** start Material for this task **
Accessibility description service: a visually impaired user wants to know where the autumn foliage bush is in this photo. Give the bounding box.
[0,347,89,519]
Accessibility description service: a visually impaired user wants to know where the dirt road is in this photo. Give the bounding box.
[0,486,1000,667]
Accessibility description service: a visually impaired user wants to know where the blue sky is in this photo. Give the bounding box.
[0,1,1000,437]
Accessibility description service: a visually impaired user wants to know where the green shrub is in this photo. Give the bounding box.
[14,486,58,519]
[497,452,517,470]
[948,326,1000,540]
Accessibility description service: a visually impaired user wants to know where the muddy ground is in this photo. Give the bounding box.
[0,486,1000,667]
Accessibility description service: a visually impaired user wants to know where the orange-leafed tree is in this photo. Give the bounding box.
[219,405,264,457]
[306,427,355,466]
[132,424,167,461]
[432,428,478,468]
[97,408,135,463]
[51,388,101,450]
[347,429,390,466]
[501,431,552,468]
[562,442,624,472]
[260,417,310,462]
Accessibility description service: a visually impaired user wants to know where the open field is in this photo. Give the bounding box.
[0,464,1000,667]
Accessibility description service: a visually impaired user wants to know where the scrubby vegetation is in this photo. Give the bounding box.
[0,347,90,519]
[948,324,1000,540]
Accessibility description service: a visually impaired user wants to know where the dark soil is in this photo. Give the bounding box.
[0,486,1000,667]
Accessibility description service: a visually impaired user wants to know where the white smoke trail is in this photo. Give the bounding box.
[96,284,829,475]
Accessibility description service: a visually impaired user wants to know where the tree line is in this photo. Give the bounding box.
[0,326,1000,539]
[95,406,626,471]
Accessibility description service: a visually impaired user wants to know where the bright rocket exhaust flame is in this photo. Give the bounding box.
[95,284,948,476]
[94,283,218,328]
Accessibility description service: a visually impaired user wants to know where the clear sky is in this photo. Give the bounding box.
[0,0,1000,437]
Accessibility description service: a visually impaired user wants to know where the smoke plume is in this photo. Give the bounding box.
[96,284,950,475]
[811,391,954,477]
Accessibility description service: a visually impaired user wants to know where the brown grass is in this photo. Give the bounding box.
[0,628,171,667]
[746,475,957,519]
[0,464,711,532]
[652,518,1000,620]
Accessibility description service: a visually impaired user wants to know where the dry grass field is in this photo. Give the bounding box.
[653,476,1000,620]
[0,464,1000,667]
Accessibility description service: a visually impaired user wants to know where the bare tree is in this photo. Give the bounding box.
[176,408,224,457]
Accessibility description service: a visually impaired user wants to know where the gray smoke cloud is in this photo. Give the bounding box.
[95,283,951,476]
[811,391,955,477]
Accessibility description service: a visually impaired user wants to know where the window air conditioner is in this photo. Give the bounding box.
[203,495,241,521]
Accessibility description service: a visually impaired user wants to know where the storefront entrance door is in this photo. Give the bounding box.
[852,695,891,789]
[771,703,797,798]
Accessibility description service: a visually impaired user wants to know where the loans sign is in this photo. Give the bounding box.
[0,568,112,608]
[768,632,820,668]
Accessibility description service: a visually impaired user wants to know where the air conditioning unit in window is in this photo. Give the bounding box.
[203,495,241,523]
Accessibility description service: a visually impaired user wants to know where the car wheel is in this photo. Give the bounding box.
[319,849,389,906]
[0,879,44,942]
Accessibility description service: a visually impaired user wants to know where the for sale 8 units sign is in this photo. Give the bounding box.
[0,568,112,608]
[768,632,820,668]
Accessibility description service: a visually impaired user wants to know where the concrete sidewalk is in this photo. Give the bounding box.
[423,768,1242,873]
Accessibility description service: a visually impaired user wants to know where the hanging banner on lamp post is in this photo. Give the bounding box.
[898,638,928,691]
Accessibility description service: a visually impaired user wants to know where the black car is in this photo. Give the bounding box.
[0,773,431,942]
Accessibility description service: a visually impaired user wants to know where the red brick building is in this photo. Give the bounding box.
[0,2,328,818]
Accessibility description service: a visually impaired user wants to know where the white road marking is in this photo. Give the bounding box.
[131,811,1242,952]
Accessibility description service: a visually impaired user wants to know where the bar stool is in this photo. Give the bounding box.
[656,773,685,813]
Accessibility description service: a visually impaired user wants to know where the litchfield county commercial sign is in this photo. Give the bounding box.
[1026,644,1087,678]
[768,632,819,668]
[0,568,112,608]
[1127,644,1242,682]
** end Material for this task **
(Exercise instructions) Can you rewrite the records above as a two-column CSV with the header request,answer and one row for each request, putting the request text and its answer each in a single quoted field and turning any line breaks into spaces?

(Output for this task)
request,answer
"Accessibility description service: a visually impaired user wants to know where the autumn foliage bush is in this photo. Give the bounding box.","[0,347,89,519]"
"Accessibility description service: a visually impaired user wants to know where the dirt road is in this photo. Give the bounding box.","[0,486,1000,667]"
"Accessibility description service: a visually impaired user wants to know where the blue sky is in this photo. Give the bounding box.","[0,1,1000,437]"
"Accessibility description service: a visually impaired user wants to know where the green shrub is in this photo. Give the bounding box.","[14,486,58,519] [497,452,517,470] [948,326,1000,540]"
"Accessibility description service: a visually impaired user wants to know where the muddy ground is in this photo. Give the bounding box.","[0,486,1000,667]"
"Accessibility description service: a visually impaired user wants to know where the orange-leafed tree is in this photo. Give the bounding box.","[219,405,264,457] [306,427,355,466] [132,424,167,461] [432,428,478,468] [97,408,135,463] [51,388,101,450] [347,429,390,466] [501,431,552,468] [562,442,624,472] [260,417,310,462]"
"Accessibility description service: a visually impaired user wants to know where the open field is in this photo. Give the bounding box.","[0,464,1000,667]"
"Accessibility description service: a visually impaired user wants to know where the scrubby vegetation is in this photo. Give the bounding box.","[0,347,90,519] [948,324,1000,540]"
"Accessibility description service: a visually impaired user wants to know where the dark soil is in this photo. Give the bounding box.","[0,486,1000,667]"
"Accessibility description service: a visually impaired user wants to know where the white smoke trail is in this photo. Give the bounding box.","[96,284,829,475]"
"Accessibility description service: a visually impaired user wants to know where the tree line is in this photo. Give the bounding box.","[0,326,1000,539] [95,406,626,471]"
"Accessibility description service: a visually impaired user wants to know where the bright rocket exhaust flame is in this photo. Give the bounding box.","[95,284,948,476] [94,283,218,328]"
"Accessibility description service: a visually impaired user wants to know where the clear sky is in this photo. Give the bounding box.","[0,0,1000,437]"
"Accessibility description service: a visually impaired user wants to know where the smoke plume is in this photo. Give the bounding box.","[96,284,950,475] [811,391,954,477]"
"Accessibility description service: a visually impaired user wants to know where the brown grass is in this photo. Give the bounding box.","[0,628,171,667] [746,475,957,519] [0,464,711,532] [652,518,1000,620]"
"Accessibility description service: a visually impaired user wants to know where the dry grass field is in this photo. Give the bounding box.","[653,476,1000,620] [0,464,1000,667]"
"Accessibility description service: a visually impaired user wants to know where the bare tree is in this photo. Give the bounding box.","[176,408,224,457]"
"Accessibility description service: a visually impaired user wants to know where the gray smoke cloud is in this photo. Give the bounding box.","[95,283,951,476] [811,391,955,477]"
"Accessibility description service: a visually impaired user wants to know where the window air conditioner is in this photo. Give the bounding box.","[203,495,241,521]"
"Accessibility description service: a visually impaired user wants to know where the storefront entrance door is in this photo. Give the bounding box.","[852,695,891,789] [771,703,797,798]"
"Accessibility description service: a visually impaired user wants to know where the loans sign is in this photo. Give the bounding box.","[0,568,112,608] [768,632,820,668]"
"Accessibility description service: a visually impaired user wants to know where the air conditioning unit in window is in this photo. Give the bounding box.","[203,495,241,523]"
"Accessibility description service: a visually impaired user wants to know where the car wheel is in this photo. Give the bounding box.","[319,849,389,906] [0,879,44,942]"
"Accessibility description service: a visually impaired user wants to know where the for sale 8 units sign is in this photo. Give the bounding box.","[0,568,112,608] [768,632,820,668]"
"Accessibility description service: a visually impaired user wants to know where the concrete sidewalk is in this photo. Give the bounding box.","[423,768,1242,873]"
"Accessibility description service: a visually impaired user wants to know where the hanging banner on lamp post is in this photo. Give the bounding box.","[898,638,928,691]"
"Accessibility description service: a visually impaired user wants to know where the black car is in this photo. Give the bounding box.","[0,773,431,942]"
"Accessibility description service: a visually impaired user wants to know where the red brick building is in this photo. Give the bounding box.","[0,2,328,818]"
"Accessibility description service: a visually impaired user wants to know where the white road marking is in this photo. Give the bounding box.","[131,811,1242,952]"
"Accessibility description service: a visually impaired user wants to know where the bar stool is in this photo. Give the bounding box.","[656,773,685,813]"
"Accessibility description service: a visually impaired user wants to know where the litchfield county commercial sign is in this photo. Give the bounding box.","[1026,644,1087,678] [768,632,819,668] [0,568,112,608] [1127,644,1242,682]"